## Document text
=== Section Start ===

The PSC may be a violation of the European Convention on Human Rights, specifically of Article 8 which states that a public authority may not violate the private life of an individual except in cases of “national security, public safety or the economic well-being of the country, for the prevention of disorder or crime, for the protection of health or morals, or for the protection of the rights and freedoms of others”.
By making the PSC a necessity for anyone desiring to access equally necessary public services, the government is inevitably accessing private information of an individual.
An argument has to be made against the card being rolled out in a forced way at all. The government is arguing for increased efficiency, but is efficiency worth a colossal security risk when it comes to information that is so important to the individual? Logically speaking, if a citizen has a birth certificate, a passport, and a PPS number, should they need anything else?
A total upheaval of established systems and a large gap placed in the defence of our private lives are unnecessary. If the government wishes to introduce the PSC as an alternative option to access certain services, then that is the state’s prerogative. However, depriving people of the choice to not get the card is wrong. Being strong-armed by the state to essentially surrender elements of our private lives falls into an uncomfortably shady realm.
On August 31, the Taoiseach, Leo Varadkar, stated that the PSC is not a national identity card and that the government has no plans to roll out a national ID card any time soon. On the surface, the PSC is less invasive than a national ID card. The latter can be asked for by police and army officials, requiring people to present it when asked to do so. The PSC does not empower state officials with this right.
However, the PSC is instrumental in the genesis of an “e-government” system that forces Irish citizens to possess this card. Such systems already exist to a certain degree: they are the means by which state bodies use information-technologies to interact with themselves and outside parties. The problem is that these outside parties are numerous and are not restricted. By putting such an e-government system in such an important position directly handling an individual’s highly sensitive personal information and by making this something that we have no choice over, the state is creating a gap in our personal defences.

=== Section End ===

## Given information

=== Section Start ===

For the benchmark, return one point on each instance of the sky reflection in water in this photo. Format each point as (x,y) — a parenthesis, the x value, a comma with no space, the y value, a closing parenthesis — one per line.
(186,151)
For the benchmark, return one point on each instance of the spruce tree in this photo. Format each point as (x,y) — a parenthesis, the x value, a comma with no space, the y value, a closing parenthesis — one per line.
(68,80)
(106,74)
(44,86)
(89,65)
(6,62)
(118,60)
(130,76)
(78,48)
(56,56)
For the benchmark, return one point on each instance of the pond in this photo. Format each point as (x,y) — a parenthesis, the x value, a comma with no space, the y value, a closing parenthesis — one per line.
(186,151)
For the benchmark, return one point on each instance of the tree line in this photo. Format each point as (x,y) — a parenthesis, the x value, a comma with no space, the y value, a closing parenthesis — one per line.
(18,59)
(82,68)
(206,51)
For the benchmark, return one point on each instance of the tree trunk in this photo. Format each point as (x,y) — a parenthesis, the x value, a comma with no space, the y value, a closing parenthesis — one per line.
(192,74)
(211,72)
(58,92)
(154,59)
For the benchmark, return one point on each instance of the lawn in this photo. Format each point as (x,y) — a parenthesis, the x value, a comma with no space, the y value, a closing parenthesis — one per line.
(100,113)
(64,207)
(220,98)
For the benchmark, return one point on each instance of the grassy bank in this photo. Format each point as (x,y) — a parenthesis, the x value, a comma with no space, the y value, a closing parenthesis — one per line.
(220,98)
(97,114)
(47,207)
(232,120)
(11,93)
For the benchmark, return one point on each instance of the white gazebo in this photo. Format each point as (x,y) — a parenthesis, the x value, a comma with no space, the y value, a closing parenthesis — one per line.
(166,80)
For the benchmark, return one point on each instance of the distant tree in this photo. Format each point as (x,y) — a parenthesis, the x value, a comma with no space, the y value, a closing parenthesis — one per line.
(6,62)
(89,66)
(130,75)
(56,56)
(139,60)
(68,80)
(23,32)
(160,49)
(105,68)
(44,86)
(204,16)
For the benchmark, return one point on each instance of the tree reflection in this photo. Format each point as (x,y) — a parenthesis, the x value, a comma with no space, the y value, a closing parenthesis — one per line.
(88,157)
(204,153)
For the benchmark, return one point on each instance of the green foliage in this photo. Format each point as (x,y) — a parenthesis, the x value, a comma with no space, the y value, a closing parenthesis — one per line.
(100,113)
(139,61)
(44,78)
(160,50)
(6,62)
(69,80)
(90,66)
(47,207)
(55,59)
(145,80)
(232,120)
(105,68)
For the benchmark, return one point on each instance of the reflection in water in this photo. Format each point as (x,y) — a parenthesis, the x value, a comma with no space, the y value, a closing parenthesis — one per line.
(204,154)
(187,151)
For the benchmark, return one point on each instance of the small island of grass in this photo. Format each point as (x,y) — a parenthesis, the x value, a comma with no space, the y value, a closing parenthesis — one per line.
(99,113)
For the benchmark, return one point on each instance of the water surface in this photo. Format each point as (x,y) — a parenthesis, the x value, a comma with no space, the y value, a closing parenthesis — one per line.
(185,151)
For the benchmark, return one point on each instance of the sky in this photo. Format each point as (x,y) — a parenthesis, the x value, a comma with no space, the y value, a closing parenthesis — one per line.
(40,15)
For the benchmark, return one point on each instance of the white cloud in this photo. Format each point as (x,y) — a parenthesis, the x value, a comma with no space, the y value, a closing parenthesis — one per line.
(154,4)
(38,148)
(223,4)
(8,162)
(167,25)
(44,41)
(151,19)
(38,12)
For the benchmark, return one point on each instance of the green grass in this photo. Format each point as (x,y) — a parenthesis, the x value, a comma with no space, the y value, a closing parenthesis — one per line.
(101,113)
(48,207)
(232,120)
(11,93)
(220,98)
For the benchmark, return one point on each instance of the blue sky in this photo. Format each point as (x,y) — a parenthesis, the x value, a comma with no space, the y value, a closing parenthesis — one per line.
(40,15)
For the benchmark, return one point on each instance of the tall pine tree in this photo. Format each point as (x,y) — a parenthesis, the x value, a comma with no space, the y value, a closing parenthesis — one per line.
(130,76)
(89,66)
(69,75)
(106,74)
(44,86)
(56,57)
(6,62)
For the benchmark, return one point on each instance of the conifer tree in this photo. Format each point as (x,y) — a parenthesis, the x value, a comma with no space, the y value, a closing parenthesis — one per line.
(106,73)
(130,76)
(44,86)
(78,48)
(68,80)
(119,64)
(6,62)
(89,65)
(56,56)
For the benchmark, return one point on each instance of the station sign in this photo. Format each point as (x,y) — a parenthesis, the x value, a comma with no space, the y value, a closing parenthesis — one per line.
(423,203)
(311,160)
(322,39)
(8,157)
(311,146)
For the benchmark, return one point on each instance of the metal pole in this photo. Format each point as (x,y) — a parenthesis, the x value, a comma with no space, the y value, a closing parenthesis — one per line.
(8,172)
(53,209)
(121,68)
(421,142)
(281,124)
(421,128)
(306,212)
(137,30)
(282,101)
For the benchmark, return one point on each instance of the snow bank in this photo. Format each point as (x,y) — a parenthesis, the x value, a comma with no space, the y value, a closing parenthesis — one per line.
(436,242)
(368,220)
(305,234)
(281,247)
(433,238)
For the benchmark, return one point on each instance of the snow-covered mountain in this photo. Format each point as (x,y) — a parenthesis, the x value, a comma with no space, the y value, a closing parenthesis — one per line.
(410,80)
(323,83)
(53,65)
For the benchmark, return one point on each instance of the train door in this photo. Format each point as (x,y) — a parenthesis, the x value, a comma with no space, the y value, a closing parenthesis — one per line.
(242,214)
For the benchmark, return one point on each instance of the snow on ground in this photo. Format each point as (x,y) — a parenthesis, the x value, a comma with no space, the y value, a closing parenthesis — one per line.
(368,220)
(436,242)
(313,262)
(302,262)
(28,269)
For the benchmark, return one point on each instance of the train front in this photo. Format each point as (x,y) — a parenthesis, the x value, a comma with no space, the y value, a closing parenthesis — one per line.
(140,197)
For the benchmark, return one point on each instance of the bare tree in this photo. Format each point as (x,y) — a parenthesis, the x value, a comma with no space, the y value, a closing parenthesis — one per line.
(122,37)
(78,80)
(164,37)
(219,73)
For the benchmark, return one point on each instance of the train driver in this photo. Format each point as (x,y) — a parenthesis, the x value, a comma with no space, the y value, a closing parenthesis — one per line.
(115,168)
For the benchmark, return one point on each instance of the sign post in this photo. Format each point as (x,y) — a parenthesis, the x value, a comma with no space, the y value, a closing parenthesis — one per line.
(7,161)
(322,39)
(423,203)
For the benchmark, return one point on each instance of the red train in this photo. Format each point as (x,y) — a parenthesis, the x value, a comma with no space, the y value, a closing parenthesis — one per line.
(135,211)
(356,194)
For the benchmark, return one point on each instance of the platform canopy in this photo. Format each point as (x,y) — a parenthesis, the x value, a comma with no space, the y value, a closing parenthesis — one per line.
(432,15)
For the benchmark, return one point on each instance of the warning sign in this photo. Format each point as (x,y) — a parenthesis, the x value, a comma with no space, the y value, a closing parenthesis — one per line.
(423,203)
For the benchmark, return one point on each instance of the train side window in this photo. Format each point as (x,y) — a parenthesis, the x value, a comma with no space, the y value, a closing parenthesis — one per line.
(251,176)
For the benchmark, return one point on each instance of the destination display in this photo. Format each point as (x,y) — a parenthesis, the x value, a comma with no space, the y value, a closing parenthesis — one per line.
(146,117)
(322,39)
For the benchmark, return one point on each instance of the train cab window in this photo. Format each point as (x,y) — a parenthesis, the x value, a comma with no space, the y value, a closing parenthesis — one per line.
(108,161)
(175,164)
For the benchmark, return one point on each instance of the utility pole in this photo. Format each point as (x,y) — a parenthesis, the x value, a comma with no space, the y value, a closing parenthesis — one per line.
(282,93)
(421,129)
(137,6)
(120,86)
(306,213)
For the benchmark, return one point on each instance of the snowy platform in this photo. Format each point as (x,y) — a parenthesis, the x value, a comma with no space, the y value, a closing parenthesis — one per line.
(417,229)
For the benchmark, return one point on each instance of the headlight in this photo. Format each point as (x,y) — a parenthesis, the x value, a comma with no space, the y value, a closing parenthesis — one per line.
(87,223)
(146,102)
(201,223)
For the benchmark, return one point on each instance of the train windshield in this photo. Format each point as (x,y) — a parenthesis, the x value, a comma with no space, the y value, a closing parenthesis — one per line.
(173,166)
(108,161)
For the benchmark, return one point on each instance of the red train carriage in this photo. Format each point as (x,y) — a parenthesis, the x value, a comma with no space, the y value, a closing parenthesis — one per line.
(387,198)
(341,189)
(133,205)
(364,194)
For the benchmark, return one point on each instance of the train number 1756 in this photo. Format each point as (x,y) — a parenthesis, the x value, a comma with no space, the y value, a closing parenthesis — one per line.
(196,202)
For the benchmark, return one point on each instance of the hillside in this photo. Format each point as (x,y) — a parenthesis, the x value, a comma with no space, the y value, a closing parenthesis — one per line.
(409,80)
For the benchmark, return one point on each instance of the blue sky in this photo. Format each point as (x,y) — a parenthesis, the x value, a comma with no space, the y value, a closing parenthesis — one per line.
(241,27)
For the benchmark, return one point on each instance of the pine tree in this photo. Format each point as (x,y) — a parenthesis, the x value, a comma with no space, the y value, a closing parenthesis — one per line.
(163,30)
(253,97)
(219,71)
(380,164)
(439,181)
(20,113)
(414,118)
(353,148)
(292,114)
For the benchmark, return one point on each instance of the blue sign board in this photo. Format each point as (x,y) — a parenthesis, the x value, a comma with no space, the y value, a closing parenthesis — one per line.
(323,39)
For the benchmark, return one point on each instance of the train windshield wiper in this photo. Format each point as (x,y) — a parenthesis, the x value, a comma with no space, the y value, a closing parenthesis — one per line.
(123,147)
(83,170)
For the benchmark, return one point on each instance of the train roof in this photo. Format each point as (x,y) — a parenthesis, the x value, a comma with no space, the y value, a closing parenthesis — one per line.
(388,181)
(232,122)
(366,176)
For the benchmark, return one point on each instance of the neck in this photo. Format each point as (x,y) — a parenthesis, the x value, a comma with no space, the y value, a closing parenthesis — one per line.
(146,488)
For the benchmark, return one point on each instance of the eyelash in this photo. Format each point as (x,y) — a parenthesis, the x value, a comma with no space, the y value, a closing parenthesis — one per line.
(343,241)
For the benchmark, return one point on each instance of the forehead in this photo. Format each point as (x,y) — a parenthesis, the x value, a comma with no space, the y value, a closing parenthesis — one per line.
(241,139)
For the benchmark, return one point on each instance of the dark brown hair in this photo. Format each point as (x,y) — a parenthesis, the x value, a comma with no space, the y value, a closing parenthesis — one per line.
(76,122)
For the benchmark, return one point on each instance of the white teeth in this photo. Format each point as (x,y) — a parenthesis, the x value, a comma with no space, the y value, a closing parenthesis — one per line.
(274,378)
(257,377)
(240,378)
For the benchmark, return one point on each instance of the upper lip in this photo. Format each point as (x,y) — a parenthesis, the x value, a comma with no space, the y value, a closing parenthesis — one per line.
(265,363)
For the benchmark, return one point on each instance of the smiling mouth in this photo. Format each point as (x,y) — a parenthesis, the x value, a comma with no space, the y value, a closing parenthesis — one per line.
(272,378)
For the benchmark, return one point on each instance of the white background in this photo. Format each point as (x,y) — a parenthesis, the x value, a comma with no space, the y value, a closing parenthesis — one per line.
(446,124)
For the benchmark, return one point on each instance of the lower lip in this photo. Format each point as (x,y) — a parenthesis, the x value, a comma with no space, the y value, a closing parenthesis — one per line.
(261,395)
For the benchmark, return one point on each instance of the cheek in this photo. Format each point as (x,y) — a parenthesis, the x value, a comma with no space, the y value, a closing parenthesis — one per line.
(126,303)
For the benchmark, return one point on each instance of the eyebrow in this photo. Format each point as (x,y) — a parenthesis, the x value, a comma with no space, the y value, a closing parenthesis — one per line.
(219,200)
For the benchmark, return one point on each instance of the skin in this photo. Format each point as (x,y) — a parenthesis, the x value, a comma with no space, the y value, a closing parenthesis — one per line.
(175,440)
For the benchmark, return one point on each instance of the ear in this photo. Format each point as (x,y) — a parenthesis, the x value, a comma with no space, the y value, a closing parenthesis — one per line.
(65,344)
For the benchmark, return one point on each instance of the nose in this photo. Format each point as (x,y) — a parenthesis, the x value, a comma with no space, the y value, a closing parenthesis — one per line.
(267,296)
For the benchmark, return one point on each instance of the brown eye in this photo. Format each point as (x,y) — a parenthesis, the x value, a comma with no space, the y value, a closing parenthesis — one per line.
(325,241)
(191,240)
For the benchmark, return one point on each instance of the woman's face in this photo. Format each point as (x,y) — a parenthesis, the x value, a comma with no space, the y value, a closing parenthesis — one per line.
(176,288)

=== Section End ===

## What to work on
a: Transcribe the Public Services Card text word for word, from "An argument has" up to and including "uncomfortably shady realm.".
b: Render this sentence from the Public Services Card text in Spanish: "Logically speaking, if a citizen has a birth certificate, a passport, and a PPS number, should they need anything else?"
c: Write the next part of the Public Services Card text, picking up after its final sentence.
The entries are unrelated to the Public Services Card text and stand on their own.

## Task-by-task results
a:
An argument has to be made against the card being rolled out in a forced way at all. The government is arguing for increased efficiency, but is efficiency worth a colossal security risk when it comes to information that is so important to the individual? Logically speaking, if a citizen has a birth certificate, a passport, and a PPS number, should they need anything else?
A total upheaval of established systems and a large gap placed in the defence of our private lives are unnecessary. If the government wishes to introduce the PSC as an alternative option to access certain services, then that is the state’s prerogative. However, depriving people of the choice to not get the card is wrong. Being strong-armed by the state to essentially surrender elements of our private lives falls into an uncomfortably shady realm.

b: Hablando con lógica, si un ciudadano tiene un certificado de nacimiento, un pasaporte y un número PPS, ¿debería necesitar algo más?

c:
The government has organised these developments so that the changes being made to public services are technically constitutional. But because the very ability to even leave the country is impossible without the card with its possession soon required to apply for a new passport, it becomes a necessity.
When this same requirement involves linking an individual’s private information with an insecure network of various governmental bodies, the card becomes a form of national ID card in all but name.
In April, the Irish Independent published a report on the record-breaking number of data-privacy complaints that were made to the Data Protection Commissioner in the last two years. The number of complaints has risen from 932 in 2015 to an all-time high of 1,479 this year. One of the chief causes of data violation according to the Data Protection Commissioner, Helen Dixon, is the leaking of various data from government bodies to private investigators. She described such instances of compromised data security as “ongoing”.
If there are such prominent leaks in Irish data security, how can the government in any way justify a scheme that will both centralise and expose the personal information of thousands of Irish citizens? They are demanding that people give up their information to a vulnerable system.
These life-changing series of plans are about to become a concrete reality. This change will completely alter the relationship between we, the people, and our government, when the extension Public Services Card starts to take effect.
The government is presenting the Irish people with a supposedly voluntary card that they cannot realistically avoid. This will not be the sort of “big thing” that happens to other people. It is going to happen to you, and to me, and soon.